▶ **Extract**:
Japan, ILO help put up water system for South Upi school

The water supply system project for school children in South Upi, Maguindanao was done with foreign assistance from Japan and the International Labor Organization.
The STAR, John Unson

MAGUINDANAO, Philippines — Foreign assistance has provided 1,600 children in a poor upland town with a water supply system, just after also helping 1,750 informal workers displaced by the COVID-19 pandemic.

Besides the 1,600 pupils of the Timanan Central Elementary School, or TCES, dozens of poor families residing nearby also stand to benefit from the facility, jointly built by the Japanese government and the International Labor Organization.

Representatives from the Japanese government, the ILO and officials of the Ministry of Labor and Employment-Bangsamoro Autonomous Region in Muslim Mindanao turned over the water supply system to the TCES school administration and the local government unit of South Upi on Monday.

The foreign-assisted water system project took about 600 days to complete with the help of masons and carpenters as paid skilled workers.

Bangsamoro Labor Minister Romeo Sema said he is thankful to the Japanese government and ILO, which is an agency of the United Nations, for embarking on the project.

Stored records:
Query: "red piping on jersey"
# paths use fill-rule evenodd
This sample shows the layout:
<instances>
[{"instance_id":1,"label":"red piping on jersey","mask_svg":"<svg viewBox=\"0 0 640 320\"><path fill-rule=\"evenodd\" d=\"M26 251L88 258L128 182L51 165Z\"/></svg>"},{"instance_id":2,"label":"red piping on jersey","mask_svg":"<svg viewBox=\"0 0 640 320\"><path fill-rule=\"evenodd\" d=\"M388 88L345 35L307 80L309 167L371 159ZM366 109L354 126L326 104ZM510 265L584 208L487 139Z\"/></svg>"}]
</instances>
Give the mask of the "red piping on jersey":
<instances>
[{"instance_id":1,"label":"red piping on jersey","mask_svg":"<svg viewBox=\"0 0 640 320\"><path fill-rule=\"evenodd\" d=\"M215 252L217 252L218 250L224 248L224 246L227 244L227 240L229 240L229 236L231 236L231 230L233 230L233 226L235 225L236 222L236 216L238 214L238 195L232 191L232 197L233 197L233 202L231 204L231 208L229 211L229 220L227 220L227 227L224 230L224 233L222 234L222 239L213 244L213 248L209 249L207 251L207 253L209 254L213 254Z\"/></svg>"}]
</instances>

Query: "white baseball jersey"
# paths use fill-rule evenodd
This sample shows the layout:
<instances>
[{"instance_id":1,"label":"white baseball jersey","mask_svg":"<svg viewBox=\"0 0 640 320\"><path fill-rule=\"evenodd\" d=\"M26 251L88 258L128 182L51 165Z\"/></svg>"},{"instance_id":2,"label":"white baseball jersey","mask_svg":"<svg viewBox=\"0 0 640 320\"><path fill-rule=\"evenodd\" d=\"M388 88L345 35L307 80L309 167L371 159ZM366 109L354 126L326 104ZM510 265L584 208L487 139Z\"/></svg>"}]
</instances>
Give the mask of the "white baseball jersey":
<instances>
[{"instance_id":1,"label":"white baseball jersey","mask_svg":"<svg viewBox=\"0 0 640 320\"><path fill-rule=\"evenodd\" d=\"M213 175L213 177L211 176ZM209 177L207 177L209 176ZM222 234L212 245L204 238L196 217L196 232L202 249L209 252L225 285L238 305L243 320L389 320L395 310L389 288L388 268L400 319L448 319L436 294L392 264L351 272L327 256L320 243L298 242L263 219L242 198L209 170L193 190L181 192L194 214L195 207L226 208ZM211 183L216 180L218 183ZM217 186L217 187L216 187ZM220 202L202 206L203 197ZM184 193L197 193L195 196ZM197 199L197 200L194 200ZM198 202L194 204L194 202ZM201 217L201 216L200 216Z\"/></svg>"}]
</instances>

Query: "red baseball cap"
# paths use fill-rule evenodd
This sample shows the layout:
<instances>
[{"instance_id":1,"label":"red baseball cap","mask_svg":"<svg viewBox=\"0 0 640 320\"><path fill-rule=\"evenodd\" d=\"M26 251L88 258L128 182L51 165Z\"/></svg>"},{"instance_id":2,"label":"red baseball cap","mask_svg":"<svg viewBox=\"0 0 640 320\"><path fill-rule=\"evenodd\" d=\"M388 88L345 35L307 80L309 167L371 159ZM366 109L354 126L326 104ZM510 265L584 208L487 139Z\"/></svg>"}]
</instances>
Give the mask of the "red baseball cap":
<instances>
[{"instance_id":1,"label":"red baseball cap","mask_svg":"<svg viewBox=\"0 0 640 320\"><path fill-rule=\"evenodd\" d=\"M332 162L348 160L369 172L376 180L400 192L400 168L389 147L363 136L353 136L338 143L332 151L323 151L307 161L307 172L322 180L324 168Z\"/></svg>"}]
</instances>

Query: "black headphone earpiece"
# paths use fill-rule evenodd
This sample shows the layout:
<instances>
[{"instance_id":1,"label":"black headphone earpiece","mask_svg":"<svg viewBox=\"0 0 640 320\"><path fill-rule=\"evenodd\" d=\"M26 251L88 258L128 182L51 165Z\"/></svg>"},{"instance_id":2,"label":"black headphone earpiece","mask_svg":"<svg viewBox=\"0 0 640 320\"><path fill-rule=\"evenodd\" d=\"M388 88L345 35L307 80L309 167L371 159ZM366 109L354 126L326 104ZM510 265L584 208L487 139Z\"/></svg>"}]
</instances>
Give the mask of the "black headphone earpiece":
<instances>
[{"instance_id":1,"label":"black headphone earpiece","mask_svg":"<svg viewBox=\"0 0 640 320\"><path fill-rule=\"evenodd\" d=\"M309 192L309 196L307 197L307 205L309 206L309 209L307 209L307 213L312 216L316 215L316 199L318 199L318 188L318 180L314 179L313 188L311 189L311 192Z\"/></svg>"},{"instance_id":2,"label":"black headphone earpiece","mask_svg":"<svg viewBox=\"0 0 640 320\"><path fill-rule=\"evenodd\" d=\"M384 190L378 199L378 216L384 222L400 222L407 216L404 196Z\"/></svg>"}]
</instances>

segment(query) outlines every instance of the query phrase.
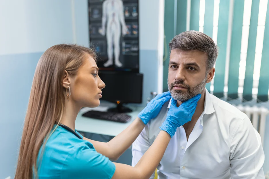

▶ **Exercise details**: Print the full article on the South Upi school water system, word for word. The listing was drawn from a separate source unrelated to the article on the South Upi water system.

▶ **Solution**:
Japan, ILO help put up water system for South Upi school

The water supply system project for school children in South Upi, Maguindanao was done with foreign assistance from Japan and the International Labor Organization.
The STAR, John Unson

MAGUINDANAO, Philippines — Foreign assistance has provided 1,600 children in a poor upland town with a water supply system, just after also helping 1,750 informal workers displaced by the COVID-19 pandemic.

Besides the 1,600 pupils of the Timanan Central Elementary School, or TCES, dozens of poor families residing nearby also stand to benefit from the facility, jointly built by the Japanese government and the International Labor Organization.

Representatives from the Japanese government, the ILO and officials of the Ministry of Labor and Employment-Bangsamoro Autonomous Region in Muslim Mindanao turned over the water supply system to the TCES school administration and the local government unit of South Upi on Monday.

The foreign-assisted water system project took about 600 days to complete with the help of masons and carpenters as paid skilled workers.

Bangsamoro Labor Minister Romeo Sema said he is thankful to the Japanese government and ILO, which is an agency of the United Nations, for embarking on the project.